● **Metin**
- - - -
Süddeutsche Zeitung, “Kobani’de Alman olan ne?” başlıklı bir makalede şunları yazdı: “İmparatorluk Almanyası’nın demiryolu baronları, buraya gelip yönetimi almış olan gösterişli soylulardı. Demiryolu hattının yapımı, onların Berlin ile Bağdat arasında bir bağlantı kurma emperyalist planlarını gerçekleştirecekti. Planlanmış yol, Halep ve Musul güzergahından geçiyordu.” Makale, “Eski Bağdat Demiryolu hattı, bugün Suriye ile Türkiye arasındaki sınırı belirtiyor. Bu, I. Dünya Savaşı’nın galipleri Britanya ile Fransa’nın, Osmanlı İmparatorluğu’nu bölüşürken istedikleri şeydir.”  diye devam ediyor.

Berlin’in Irak’taki müdahalesi, Alman emperyalizminin tarihsel çıkarlarıyla uyumludur. Emperyalist güçler, bir asır önceden farklı olarak, (şimdilik) birbirleriyle askeri mücadeleye girişmezken, onlar arasındaki gerilimler, IŞİD’e karşı ortak savaş görünümü altında tırmanıyor.
- - - -
● **Liste**
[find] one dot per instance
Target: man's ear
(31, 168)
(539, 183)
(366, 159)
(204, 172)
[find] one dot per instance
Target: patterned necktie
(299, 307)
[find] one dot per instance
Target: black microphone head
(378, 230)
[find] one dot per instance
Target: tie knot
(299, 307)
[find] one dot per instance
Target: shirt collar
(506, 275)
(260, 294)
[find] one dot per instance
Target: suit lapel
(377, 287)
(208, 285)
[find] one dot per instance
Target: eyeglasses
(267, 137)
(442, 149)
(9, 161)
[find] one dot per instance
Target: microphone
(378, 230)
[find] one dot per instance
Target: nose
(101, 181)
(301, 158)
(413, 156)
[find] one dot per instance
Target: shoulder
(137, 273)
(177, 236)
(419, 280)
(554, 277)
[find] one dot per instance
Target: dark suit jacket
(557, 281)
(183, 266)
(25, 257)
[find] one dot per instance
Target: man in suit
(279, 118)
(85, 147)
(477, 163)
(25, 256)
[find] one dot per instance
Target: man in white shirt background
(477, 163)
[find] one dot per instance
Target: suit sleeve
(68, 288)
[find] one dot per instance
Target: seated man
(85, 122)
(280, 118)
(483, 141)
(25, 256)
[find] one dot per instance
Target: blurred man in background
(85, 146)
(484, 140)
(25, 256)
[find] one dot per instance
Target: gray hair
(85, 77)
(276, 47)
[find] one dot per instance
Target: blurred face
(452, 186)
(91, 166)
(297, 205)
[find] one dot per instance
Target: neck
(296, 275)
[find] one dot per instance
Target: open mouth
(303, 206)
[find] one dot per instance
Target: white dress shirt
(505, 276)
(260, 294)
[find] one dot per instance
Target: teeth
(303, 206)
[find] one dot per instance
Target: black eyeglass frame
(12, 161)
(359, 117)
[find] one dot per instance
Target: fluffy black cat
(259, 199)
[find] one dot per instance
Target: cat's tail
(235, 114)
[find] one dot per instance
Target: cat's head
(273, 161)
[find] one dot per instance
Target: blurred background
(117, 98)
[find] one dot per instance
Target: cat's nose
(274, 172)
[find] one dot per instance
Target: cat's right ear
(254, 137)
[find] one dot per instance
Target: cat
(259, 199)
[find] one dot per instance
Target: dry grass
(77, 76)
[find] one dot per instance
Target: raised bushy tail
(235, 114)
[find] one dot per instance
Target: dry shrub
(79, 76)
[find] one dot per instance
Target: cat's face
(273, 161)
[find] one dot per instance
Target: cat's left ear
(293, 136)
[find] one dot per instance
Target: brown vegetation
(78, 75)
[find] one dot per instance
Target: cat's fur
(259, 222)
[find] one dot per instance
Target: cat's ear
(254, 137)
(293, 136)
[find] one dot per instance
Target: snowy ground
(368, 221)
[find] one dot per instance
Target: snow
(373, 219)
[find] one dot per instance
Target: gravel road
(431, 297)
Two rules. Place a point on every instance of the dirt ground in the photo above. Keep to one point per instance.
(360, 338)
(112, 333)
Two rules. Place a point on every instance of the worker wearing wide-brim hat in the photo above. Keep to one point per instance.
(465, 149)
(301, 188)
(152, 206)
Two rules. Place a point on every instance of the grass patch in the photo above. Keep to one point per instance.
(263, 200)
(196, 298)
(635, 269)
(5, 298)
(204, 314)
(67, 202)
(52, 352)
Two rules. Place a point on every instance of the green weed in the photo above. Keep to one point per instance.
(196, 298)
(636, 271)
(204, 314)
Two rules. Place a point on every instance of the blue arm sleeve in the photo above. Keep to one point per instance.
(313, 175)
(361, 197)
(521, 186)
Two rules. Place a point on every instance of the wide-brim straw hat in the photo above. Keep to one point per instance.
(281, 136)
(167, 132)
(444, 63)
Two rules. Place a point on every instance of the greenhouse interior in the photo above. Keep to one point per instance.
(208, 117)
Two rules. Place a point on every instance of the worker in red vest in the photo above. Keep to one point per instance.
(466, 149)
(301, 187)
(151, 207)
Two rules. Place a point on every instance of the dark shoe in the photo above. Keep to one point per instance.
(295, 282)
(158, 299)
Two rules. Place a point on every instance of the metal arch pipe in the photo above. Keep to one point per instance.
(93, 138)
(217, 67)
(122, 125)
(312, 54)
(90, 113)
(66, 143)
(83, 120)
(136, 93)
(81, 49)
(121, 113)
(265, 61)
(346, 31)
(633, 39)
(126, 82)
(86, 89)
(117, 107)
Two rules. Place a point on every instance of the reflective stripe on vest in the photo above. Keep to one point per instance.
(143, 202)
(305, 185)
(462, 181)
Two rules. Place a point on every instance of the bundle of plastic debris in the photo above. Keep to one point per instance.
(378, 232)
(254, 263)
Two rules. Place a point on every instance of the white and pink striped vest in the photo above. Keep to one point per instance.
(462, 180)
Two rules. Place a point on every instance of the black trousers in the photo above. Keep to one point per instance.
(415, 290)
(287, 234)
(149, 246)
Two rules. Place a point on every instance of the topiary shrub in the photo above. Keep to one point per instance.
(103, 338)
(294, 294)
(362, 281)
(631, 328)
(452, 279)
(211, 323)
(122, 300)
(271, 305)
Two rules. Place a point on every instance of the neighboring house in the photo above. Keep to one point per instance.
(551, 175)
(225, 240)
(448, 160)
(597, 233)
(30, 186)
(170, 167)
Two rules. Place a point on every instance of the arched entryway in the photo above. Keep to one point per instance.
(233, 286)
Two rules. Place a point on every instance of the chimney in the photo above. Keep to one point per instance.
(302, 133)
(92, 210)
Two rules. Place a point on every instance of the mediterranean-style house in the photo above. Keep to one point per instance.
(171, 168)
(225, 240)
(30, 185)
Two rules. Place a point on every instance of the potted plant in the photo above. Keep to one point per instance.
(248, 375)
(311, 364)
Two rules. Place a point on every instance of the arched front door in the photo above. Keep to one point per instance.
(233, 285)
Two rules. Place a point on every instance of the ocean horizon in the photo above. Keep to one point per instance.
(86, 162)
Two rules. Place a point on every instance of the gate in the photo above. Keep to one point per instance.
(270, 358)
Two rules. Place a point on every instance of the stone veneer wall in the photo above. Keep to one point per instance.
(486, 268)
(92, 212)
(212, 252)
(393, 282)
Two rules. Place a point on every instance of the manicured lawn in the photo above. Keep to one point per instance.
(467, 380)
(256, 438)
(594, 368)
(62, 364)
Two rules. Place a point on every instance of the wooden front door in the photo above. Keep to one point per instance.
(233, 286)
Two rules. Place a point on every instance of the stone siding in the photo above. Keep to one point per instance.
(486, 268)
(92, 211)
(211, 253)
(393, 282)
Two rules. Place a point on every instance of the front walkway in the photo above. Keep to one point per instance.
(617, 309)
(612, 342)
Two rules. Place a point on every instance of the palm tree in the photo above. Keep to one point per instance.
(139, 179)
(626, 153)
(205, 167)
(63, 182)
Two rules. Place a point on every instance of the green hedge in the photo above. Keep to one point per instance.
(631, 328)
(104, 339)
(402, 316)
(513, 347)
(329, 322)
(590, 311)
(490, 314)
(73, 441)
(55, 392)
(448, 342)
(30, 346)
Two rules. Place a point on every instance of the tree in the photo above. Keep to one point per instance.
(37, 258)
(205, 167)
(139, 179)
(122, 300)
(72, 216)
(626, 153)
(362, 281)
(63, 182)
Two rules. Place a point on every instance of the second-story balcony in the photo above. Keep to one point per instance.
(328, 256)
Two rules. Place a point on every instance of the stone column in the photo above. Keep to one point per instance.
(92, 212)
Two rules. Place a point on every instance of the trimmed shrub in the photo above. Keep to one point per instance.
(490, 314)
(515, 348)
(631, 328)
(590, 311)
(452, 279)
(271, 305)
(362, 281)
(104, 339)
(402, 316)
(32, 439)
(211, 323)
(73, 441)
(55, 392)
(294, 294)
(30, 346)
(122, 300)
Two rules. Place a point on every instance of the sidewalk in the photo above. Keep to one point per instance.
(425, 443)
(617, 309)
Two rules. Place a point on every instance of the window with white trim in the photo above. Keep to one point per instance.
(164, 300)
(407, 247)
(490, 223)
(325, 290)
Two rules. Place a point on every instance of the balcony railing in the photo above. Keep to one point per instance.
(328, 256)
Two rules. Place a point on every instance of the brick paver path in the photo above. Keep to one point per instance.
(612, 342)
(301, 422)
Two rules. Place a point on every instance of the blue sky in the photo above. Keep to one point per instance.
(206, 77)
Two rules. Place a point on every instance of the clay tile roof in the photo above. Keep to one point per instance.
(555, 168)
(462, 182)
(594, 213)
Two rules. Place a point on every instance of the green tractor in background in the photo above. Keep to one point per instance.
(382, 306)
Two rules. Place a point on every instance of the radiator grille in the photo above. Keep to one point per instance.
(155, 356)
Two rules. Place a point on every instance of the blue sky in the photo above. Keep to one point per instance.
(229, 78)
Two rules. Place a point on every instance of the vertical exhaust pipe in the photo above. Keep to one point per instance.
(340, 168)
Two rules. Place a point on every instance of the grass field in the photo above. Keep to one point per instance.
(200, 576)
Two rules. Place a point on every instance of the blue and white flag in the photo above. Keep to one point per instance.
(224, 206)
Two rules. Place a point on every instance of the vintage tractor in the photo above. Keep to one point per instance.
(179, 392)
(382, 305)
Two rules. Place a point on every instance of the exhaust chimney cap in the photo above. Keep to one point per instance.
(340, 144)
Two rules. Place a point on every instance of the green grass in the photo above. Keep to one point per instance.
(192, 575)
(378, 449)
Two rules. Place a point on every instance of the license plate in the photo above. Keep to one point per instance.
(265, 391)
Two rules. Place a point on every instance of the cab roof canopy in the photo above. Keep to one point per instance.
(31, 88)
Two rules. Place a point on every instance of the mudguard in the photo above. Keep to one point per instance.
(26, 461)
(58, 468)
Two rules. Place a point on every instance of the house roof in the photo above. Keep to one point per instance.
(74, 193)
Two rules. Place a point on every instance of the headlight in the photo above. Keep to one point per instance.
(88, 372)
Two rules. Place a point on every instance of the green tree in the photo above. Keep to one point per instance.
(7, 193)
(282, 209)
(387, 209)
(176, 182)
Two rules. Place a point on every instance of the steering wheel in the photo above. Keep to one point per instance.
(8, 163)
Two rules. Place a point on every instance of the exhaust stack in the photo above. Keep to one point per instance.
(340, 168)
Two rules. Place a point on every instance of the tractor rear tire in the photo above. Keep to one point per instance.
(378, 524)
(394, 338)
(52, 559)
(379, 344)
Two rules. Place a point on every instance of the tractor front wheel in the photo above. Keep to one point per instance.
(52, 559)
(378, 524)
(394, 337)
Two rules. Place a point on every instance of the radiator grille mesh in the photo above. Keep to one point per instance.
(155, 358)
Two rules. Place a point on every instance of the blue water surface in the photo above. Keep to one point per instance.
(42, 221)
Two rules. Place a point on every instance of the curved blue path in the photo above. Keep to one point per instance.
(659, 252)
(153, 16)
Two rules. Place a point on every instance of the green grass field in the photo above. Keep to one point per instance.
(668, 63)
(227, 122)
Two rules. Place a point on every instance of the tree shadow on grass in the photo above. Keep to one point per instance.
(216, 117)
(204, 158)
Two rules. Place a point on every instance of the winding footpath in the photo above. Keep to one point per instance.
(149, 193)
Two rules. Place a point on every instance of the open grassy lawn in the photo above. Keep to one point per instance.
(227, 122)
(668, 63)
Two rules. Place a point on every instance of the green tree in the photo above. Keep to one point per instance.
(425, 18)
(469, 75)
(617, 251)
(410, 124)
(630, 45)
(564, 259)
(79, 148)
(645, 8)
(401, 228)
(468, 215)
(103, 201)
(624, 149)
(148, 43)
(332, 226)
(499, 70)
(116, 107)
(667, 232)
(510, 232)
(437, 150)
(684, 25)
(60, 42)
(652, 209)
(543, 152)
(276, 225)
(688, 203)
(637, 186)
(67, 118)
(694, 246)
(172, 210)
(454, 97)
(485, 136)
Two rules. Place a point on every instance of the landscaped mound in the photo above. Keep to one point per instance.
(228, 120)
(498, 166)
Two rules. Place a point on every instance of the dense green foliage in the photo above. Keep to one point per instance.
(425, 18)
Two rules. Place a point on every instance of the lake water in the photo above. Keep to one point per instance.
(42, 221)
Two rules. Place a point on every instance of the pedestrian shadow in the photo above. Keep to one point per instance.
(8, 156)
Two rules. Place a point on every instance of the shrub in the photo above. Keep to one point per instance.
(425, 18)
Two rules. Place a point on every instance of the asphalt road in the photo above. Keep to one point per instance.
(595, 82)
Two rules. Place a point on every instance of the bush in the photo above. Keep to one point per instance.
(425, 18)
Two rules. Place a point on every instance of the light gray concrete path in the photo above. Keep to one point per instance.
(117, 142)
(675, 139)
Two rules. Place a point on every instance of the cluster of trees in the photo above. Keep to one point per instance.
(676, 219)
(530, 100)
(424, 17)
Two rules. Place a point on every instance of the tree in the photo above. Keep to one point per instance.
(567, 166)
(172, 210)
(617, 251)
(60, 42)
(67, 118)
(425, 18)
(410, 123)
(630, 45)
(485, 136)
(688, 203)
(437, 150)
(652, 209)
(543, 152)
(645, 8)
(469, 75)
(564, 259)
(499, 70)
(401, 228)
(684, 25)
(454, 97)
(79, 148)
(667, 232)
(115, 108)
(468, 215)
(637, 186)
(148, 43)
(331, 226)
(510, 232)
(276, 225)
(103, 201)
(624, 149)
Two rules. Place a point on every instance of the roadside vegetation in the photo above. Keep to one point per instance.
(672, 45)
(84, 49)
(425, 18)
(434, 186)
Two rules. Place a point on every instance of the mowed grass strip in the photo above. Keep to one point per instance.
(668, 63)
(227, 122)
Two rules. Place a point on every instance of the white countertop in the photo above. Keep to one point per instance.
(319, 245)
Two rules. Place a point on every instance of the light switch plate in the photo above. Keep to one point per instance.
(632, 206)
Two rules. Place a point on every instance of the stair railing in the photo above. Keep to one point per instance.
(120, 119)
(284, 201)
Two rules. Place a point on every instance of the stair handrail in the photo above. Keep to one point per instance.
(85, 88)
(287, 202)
- - - -
● **Yönergeler**
1. Metnin “Berlin’in Irak’taki müdahalesi, Alman” ile başlayıp “görünümü altında tırmanıyor.” ifadesine kadar uzanan kısmını, “Irak’taki” yerine “Suriye’deki” koyarak düzenleyin ve yeniden yazın.
2. Metinde adı geçen bütün şehirleri sıralayın.
Malzemenin bu işle hiçbir ilgisi yoktur.

● **Görev Yanıtları**
1.
Berlin’in Suriye’deki müdahalesi, Alman emperyalizminin tarihsel çıkarlarıyla uyumludur. Emperyalist güçler, bir asır önceden farklı olarak, (şimdilik) birbirleriyle askeri mücadeleye girişmezken, onlar arasındaki gerilimler, IŞİD’e karşı ortak savaş görünümü altında tırmanıyor.

2. Kobani, Berlin, Bağdat, Halep, Musul